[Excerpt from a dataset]
* * *
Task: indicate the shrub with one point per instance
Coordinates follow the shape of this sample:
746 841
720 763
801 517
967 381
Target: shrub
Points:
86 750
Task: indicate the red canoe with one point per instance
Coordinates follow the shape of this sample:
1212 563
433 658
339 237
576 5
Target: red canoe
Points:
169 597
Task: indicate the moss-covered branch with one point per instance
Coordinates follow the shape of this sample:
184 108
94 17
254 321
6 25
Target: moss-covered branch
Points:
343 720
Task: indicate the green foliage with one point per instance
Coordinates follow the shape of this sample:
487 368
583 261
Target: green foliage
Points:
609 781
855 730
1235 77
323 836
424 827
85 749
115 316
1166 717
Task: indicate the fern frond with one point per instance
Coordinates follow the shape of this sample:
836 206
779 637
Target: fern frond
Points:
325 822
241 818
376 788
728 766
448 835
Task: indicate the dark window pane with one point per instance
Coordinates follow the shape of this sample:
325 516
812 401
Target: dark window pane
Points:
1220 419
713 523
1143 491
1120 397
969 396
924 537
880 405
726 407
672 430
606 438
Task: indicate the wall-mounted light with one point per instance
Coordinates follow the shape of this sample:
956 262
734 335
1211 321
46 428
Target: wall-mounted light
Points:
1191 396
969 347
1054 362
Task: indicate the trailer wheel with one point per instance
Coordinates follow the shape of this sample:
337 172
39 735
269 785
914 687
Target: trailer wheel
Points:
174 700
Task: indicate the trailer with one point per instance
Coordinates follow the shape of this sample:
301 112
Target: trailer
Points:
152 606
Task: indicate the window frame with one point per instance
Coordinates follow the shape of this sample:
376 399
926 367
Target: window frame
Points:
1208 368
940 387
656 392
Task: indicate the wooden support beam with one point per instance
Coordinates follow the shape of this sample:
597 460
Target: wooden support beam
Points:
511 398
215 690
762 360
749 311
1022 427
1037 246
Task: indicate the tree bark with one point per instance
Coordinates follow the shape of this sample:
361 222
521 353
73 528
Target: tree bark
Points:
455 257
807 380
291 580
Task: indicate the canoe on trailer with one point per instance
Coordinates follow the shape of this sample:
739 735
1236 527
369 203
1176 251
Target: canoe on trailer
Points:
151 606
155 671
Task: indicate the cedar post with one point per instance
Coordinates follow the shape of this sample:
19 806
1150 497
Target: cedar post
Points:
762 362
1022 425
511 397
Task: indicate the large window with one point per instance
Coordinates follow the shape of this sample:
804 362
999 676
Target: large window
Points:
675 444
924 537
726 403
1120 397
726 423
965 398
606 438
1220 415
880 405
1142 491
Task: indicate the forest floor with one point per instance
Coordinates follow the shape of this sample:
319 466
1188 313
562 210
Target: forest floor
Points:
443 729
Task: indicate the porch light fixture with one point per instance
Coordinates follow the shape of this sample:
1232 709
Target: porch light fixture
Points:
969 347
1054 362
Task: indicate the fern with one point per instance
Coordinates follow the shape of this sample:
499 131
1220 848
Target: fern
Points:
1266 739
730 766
* * *
AIM OF THE TASK:
Arrange the part of the items that opens with the line containing "Task: indicate the fern with" and runs through the last line of the items as a JSON list of strings, one string per line, with blank lines left out.

FULL SOLUTION:
[
  "Task: indicate the fern with one point per instance",
  "Coordinates follow the shape of this sample:",
  "499 131",
  "1220 848",
  "Target: fern",
  "Points:",
  "1266 739",
  "730 766"
]